| PROBLEM DESCRIPTION |
All lines from the opening of the entries below through the line containing "negative clicks: (54, 120)" must be output exactly as they appear, with no other lines.

Segment Start: SUPPLIED INFORMATION

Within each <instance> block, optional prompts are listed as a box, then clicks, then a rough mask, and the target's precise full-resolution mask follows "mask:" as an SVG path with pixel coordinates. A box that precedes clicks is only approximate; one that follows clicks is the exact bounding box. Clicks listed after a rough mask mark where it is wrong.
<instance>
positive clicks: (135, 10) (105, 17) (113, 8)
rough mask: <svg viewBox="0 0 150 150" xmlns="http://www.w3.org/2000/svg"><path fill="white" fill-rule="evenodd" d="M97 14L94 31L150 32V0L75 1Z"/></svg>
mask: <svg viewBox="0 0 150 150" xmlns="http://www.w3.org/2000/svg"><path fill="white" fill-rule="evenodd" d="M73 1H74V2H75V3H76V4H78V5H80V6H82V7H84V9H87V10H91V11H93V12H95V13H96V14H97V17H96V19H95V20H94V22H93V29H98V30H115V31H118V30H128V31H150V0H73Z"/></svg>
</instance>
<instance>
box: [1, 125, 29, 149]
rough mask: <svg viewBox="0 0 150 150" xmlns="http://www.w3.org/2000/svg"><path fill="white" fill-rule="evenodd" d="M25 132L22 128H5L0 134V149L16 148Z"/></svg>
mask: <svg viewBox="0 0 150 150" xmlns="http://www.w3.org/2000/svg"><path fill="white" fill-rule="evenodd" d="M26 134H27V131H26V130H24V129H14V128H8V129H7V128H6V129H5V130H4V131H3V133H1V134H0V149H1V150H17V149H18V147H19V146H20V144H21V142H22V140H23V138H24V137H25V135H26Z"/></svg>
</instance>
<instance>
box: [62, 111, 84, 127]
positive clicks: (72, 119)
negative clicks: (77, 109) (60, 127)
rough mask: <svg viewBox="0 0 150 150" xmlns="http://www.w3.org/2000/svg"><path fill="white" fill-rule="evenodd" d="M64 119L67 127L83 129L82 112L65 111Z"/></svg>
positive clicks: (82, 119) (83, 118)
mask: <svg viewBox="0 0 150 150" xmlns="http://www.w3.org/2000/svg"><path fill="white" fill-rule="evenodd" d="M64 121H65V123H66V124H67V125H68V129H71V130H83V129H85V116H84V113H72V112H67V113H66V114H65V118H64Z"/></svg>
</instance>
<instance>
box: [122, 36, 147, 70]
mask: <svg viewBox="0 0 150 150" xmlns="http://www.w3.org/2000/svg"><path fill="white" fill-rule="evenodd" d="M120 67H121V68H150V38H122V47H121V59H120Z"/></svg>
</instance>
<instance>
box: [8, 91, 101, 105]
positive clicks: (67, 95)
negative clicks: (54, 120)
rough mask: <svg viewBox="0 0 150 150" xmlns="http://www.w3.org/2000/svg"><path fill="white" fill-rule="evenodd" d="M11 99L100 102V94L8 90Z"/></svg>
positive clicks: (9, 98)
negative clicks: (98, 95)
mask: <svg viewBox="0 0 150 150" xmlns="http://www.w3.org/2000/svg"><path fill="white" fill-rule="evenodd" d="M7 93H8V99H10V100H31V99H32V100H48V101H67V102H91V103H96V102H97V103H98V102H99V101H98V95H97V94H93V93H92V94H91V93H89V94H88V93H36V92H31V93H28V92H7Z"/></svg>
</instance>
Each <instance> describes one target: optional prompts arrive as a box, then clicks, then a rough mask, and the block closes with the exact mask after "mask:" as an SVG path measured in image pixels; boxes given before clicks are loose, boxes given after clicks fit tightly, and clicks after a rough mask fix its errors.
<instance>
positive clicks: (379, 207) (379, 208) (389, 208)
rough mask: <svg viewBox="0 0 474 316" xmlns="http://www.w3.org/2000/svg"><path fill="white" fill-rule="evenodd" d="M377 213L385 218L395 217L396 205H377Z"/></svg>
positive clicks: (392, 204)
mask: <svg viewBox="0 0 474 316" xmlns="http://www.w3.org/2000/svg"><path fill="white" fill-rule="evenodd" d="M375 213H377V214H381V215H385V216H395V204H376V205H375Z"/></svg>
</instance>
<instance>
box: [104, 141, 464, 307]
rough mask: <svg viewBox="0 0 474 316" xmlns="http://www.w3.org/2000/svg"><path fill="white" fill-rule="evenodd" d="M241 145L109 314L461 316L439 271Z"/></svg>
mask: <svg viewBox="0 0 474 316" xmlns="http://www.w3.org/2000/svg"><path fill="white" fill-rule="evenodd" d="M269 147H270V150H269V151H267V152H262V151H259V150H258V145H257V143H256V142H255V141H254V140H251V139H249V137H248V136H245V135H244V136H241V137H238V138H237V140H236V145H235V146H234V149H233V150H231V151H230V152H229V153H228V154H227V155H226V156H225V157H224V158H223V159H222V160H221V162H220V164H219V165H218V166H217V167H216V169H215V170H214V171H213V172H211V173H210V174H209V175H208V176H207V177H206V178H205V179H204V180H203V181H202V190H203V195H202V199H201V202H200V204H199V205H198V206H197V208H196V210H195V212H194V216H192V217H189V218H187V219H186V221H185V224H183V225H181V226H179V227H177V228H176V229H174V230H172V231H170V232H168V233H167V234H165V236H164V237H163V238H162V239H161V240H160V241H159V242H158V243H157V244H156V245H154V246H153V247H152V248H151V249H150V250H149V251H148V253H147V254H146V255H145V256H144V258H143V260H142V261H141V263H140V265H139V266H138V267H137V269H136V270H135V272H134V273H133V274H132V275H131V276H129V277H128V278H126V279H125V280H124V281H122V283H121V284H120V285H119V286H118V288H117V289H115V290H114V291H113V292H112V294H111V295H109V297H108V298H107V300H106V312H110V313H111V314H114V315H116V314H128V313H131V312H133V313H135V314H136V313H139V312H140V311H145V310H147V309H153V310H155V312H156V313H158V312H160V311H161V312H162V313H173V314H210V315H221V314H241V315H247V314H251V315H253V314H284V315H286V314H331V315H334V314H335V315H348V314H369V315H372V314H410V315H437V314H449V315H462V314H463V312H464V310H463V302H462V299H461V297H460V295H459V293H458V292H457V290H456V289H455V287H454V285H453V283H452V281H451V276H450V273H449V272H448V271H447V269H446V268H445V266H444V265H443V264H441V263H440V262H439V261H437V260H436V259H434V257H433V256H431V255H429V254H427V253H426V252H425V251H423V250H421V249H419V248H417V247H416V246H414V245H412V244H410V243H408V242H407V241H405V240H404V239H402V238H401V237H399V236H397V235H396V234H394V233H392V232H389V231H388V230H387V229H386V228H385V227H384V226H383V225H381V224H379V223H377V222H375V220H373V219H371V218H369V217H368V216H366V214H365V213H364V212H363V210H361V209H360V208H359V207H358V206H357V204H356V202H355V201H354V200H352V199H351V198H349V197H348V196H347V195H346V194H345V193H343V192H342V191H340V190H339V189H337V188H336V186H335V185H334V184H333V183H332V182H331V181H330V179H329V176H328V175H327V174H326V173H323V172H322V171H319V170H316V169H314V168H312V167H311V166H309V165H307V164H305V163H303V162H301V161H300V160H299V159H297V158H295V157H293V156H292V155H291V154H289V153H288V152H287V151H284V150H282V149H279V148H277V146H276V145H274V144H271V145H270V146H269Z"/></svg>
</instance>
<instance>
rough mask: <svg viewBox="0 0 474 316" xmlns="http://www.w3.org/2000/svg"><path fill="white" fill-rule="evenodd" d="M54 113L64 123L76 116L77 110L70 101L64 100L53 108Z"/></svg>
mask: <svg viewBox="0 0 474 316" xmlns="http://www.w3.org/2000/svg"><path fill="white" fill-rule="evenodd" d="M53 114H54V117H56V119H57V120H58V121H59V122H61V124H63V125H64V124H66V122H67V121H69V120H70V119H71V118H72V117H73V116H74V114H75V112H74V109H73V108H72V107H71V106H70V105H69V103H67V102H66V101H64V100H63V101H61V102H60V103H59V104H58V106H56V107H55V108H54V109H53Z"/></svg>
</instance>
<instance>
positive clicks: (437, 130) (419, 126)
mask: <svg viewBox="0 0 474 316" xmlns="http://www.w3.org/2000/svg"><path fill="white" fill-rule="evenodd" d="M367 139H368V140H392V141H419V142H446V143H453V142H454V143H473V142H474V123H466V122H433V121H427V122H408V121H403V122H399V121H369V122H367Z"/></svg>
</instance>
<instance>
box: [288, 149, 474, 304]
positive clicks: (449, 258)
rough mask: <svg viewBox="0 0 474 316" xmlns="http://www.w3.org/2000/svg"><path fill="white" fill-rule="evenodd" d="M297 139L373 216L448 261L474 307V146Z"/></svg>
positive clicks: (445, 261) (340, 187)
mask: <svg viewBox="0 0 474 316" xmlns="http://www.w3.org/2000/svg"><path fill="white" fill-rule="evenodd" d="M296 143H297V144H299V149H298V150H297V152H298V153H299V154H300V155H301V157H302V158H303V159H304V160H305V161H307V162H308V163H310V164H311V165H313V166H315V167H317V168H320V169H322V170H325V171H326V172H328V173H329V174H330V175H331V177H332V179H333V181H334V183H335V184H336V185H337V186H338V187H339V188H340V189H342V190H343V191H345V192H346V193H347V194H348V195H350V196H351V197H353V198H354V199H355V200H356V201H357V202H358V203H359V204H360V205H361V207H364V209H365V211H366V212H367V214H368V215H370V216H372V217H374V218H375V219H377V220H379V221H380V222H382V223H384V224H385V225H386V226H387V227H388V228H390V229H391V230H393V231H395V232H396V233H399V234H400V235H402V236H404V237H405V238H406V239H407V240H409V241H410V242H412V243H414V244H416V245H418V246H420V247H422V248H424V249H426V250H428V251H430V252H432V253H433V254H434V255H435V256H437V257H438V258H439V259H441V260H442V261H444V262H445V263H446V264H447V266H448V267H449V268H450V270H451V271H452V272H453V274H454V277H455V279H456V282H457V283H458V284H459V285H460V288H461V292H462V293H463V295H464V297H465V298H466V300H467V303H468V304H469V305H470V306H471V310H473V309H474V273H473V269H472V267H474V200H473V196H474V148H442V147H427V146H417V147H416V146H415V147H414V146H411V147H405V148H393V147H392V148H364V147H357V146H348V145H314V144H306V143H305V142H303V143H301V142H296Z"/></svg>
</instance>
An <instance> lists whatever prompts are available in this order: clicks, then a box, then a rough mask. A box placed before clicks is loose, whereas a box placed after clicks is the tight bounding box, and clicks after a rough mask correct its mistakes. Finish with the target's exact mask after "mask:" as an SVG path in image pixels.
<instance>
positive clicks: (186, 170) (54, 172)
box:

Segment End: SUPPLIED INFORMATION

| TASK RESPONSE |
Within each <instance> block, optional prompts are listed as a box, then clicks, then a rough mask, and the target's precise full-resolution mask follows "mask:" as an SVG path with pixel coordinates. A box that precedes clicks is only approximate; one that follows clicks is the exact bounding box. Clicks listed after a rough mask mark where it is wrong.
<instance>
positive clicks: (135, 10) (105, 17) (113, 8)
rough mask: <svg viewBox="0 0 150 150" xmlns="http://www.w3.org/2000/svg"><path fill="white" fill-rule="evenodd" d="M97 14L94 31L150 32V0L75 1Z"/></svg>
mask: <svg viewBox="0 0 150 150" xmlns="http://www.w3.org/2000/svg"><path fill="white" fill-rule="evenodd" d="M73 1H74V2H75V3H76V4H78V5H80V6H82V7H84V9H87V10H91V11H93V12H95V13H96V14H97V17H96V19H95V20H94V22H93V29H98V30H115V31H118V30H128V31H150V0H73Z"/></svg>
</instance>
<instance>
box: [1, 125, 29, 149]
rough mask: <svg viewBox="0 0 150 150" xmlns="http://www.w3.org/2000/svg"><path fill="white" fill-rule="evenodd" d="M25 132L22 128H5L0 134V149L16 148Z"/></svg>
mask: <svg viewBox="0 0 150 150" xmlns="http://www.w3.org/2000/svg"><path fill="white" fill-rule="evenodd" d="M26 134H27V131H26V130H24V129H14V128H8V129H7V128H6V129H5V130H4V131H3V133H1V134H0V149H1V150H17V149H18V147H19V146H20V144H21V142H22V140H23V138H24V137H25V135H26Z"/></svg>
</instance>
<instance>
box: [62, 111, 84, 127]
positive clicks: (72, 119)
negative clicks: (77, 109) (60, 127)
rough mask: <svg viewBox="0 0 150 150" xmlns="http://www.w3.org/2000/svg"><path fill="white" fill-rule="evenodd" d="M64 119L67 127L83 129L82 112L65 111Z"/></svg>
positive clicks: (82, 119) (83, 118)
mask: <svg viewBox="0 0 150 150" xmlns="http://www.w3.org/2000/svg"><path fill="white" fill-rule="evenodd" d="M64 121H65V123H66V124H67V125H68V129H71V130H83V129H85V116H84V113H72V112H67V113H66V114H65V118H64Z"/></svg>
</instance>
<instance>
box: [122, 36, 147, 70]
mask: <svg viewBox="0 0 150 150" xmlns="http://www.w3.org/2000/svg"><path fill="white" fill-rule="evenodd" d="M120 67H121V68H150V38H122V47H121V59H120Z"/></svg>
</instance>
<instance>
box: [8, 91, 101, 105]
positive clicks: (67, 95)
negative clicks: (54, 120)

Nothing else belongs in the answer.